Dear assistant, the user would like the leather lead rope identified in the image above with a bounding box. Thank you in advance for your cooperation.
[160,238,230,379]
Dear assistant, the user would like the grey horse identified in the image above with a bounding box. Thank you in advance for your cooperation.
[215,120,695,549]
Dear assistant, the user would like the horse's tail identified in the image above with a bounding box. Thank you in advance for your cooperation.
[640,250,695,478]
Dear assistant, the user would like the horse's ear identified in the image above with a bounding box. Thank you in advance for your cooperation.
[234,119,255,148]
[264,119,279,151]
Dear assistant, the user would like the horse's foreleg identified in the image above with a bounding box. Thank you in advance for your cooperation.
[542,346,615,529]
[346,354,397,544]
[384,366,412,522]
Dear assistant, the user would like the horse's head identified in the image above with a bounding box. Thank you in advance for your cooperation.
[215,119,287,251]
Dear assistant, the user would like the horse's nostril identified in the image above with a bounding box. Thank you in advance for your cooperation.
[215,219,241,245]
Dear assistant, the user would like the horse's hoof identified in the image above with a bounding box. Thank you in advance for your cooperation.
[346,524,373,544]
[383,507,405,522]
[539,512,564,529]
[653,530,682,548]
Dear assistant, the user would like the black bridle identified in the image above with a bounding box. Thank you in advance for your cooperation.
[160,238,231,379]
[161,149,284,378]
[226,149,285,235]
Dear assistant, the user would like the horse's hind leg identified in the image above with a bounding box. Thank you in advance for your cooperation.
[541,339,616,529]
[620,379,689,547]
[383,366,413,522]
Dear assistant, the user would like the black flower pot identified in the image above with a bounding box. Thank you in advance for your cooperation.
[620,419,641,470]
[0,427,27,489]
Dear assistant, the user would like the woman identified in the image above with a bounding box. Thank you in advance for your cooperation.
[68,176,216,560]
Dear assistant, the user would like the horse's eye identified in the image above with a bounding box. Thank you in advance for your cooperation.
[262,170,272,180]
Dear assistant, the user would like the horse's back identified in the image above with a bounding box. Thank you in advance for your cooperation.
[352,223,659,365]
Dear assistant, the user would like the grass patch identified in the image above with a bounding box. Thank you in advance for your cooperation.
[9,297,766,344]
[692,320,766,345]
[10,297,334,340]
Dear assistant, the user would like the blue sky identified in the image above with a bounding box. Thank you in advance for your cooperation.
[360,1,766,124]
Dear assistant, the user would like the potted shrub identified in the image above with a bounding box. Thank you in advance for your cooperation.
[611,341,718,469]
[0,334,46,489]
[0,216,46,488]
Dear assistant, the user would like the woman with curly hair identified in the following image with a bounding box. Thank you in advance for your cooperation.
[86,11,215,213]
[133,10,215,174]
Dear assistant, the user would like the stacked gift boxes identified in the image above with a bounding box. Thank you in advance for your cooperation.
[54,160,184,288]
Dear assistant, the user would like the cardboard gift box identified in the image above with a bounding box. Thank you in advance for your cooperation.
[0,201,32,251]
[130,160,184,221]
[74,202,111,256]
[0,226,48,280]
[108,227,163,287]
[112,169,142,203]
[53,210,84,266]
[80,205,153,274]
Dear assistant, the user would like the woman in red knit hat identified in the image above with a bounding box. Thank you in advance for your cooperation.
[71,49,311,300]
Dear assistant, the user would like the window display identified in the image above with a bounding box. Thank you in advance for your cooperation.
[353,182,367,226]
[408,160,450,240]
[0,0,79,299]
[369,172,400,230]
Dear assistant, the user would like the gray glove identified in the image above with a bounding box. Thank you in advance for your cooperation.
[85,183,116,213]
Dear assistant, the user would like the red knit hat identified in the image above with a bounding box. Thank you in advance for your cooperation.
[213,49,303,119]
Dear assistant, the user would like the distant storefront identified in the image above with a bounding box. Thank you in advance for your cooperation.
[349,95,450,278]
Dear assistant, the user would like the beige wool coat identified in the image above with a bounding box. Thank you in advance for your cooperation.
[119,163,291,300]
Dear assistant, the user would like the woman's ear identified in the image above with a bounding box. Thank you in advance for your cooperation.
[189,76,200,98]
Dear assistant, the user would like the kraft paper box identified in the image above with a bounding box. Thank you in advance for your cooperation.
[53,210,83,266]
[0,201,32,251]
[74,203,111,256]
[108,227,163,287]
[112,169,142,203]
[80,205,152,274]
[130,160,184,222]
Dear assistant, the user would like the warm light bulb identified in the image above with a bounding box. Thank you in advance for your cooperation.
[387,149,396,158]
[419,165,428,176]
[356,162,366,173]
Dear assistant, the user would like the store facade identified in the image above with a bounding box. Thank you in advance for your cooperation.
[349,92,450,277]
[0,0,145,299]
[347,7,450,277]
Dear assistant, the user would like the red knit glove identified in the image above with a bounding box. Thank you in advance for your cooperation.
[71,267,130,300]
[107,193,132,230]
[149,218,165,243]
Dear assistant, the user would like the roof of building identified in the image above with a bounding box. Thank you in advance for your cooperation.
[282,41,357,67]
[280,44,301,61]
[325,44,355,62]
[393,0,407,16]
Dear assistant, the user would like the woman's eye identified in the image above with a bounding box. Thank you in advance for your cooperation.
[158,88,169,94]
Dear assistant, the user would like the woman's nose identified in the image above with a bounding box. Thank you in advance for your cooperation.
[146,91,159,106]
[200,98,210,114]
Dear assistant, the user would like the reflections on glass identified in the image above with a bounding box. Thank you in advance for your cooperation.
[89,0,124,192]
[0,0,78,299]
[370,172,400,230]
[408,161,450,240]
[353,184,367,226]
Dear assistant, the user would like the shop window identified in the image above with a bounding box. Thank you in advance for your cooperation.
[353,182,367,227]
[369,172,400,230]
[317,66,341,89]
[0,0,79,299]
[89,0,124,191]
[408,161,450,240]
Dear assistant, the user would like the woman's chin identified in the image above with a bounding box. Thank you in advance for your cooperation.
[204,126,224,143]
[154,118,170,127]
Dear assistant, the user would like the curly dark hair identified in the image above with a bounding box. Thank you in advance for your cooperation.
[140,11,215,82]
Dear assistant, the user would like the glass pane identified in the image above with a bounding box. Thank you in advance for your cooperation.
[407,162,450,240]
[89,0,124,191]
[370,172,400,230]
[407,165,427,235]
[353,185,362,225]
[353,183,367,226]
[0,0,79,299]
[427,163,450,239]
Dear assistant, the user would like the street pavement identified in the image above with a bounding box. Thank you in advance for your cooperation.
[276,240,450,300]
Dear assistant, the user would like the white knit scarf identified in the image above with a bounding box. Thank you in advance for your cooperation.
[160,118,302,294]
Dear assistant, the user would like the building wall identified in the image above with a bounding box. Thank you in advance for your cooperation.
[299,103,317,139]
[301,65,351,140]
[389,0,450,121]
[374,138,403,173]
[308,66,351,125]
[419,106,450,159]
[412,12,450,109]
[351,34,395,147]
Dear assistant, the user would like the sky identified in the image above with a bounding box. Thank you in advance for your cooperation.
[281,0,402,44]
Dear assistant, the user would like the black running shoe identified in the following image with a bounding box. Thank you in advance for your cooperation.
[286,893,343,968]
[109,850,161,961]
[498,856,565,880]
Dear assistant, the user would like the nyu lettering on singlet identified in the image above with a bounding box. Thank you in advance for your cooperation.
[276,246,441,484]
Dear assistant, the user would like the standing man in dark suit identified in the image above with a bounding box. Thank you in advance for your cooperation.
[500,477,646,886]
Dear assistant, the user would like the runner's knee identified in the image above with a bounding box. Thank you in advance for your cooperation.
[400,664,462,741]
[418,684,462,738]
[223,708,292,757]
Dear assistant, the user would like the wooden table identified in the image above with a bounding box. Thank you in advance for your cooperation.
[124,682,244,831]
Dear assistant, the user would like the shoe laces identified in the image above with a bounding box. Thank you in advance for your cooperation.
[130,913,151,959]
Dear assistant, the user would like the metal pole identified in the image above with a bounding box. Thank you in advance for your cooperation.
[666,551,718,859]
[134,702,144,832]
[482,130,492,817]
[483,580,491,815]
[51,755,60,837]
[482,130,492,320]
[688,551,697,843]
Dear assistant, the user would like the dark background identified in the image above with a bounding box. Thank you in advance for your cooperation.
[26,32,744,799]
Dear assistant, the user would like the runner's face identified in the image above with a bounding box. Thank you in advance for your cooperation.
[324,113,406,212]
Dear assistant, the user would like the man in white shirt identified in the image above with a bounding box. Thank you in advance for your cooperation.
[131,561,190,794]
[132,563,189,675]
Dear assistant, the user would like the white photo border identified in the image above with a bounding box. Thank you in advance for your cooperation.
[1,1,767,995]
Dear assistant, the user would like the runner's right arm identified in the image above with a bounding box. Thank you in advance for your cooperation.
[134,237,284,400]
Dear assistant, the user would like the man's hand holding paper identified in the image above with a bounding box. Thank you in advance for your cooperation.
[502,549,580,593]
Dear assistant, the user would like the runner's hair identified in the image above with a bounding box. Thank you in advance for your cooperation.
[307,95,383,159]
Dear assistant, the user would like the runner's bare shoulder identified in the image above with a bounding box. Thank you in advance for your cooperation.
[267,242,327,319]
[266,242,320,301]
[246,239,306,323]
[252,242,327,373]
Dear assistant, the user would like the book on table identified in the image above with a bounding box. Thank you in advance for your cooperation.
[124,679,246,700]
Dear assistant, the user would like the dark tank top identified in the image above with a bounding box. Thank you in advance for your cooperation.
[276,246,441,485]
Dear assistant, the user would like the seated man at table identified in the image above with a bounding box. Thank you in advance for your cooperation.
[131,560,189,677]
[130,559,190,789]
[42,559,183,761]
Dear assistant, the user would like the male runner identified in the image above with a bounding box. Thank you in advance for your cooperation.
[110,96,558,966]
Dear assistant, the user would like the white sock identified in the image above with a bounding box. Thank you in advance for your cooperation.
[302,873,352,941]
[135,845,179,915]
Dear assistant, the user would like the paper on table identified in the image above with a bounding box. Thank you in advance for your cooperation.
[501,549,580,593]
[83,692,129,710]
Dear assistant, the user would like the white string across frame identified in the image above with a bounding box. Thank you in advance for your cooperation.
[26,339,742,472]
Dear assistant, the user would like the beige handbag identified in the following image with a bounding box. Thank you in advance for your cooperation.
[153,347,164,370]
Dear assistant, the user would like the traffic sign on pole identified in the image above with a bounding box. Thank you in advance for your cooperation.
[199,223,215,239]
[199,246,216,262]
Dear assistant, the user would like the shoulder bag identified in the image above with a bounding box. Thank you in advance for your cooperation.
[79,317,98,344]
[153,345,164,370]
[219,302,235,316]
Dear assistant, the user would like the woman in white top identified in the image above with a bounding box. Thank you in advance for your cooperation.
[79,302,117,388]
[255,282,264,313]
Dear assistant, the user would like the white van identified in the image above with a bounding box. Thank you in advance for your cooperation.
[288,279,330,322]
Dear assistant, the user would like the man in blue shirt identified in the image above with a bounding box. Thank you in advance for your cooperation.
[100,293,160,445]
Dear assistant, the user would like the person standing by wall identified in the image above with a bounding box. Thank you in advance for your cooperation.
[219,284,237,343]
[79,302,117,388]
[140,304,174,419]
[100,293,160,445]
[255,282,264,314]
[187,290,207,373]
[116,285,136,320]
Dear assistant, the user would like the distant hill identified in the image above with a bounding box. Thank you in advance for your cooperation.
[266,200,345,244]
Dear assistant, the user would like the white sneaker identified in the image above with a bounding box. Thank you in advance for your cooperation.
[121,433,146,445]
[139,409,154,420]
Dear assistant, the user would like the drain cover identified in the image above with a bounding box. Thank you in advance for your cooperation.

* * *

--- Problem to work on ---
Make an exact copy of the lines running from the one with "Dear assistant, the user would like the distant hill" to the last line of the listing, including both ends.

--- Output below ---
Dear assistant, the user would like the distant hill identified in the image above with a bounding box. Thank you in advance for your cooperation.
[266,200,345,244]
Dear assistant, the user would like the white sneaker identified in the image above with a bounding box. Thank you in advance for your cooperation.
[121,433,146,445]
[139,409,154,420]
Dear assistant, the user would like the drain cover identified in the image above with a bounding box. Thank you in advance for your cooperation.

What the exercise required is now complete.